*Text shown*
----

The remaining chapters are also excellent, although none stood out as strongly as Zegart’s writing. Additional topics include the 2002 anthrax attacks, theft prevention in pharmaceutical and casino industries, and green-on-blue attacks in Afghanistan. The 2002 anthrax case tracks a mentally disturbed worker handling dangerous diseases who evaded regular security practices and any identification by management for his unusual behavior. The industry chapter studies activities similar to nuclear material management through highlighting how careful handling practices can track discrepancies. The green-on-blue chapter examines attacks from Afghani soldiers against US trainers during counterinsurgent operations but translated the least to protecting a nuclear facility.

The final chapter summarizes the worst nuclear security practices to foster desired or corrective actions. Most are standard security maxims such as understanding that an insider threat exists, knowing that not all systemic red flags are obvious, and realizing that not all insiders operate independently. Each worst practice is accompanied by a discussion on avoiding pitfalls and implementing security guardrails. For instance, not all detrimental insider actions are malicious. Employees can introduce the worst risks by trying to speed work processes or bypassing suspicious coworker behavior to meet timelines. Each bad practice considers the worst possible outcome, the result if one only slightly mitigates the issue, and the most secure solution. The identified practices should be a starting point for those who protect secure facilities.

On many occasions, I have found myself reviewing a text and wishing the author(s) knew when to stop writing. In this case, the opposite holds true as I wish Insider Threats contained additional high-quality material and cases. While the five cases presented were constructive (although the green-on-blue chapter was less focused), at the same time, I desired more meat in the sandwich. As the work is based on two separate seminars over three years apart, Bunn and Sagan should have had ample opportunity to find additional examples. The cases presented are likely the best, but a few more examples of protecting organizations from insider threat would have been useful. Possible topics that spring to mind are disgruntled employees during administrative change like elections, victims of covered-up organizational crimes as in the “Me Too” movement, or even how whistleblower events affect organizational cultures.

Insider Threats delivers a quick, insightful read into serious issues faced by those guarding sensitive material from those with ill intent. Each chapter presents a different case in the context of abstracting nuclear material protection lessons. While the cases were slightly dated at the time of this review, the lessons learned remain applicable. Those who work with sensitive material, from classified information to highly valuable goods or even protected corporate data, should place this volume as the next read on their list.

Lt Col Mark T. Peters II, USAF, Retired

The views expressed in the book review are those of the author(s) and do not reflect the official policy or position of the US government or the Department of Defense.

----

*Dataset extract*
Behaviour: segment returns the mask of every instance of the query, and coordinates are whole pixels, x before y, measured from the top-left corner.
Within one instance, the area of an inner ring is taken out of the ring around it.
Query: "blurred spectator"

----

*Problem description*
Which possible topics for additional cases does the reviewer of Insider Threats suggest? List each one.

*Solution to the exercise*
- Disgruntled employees during administrative change like elections
- Victims of covered-up organizational crimes as in the "Me Too" movement
- How whistleblower events affect organizational cultures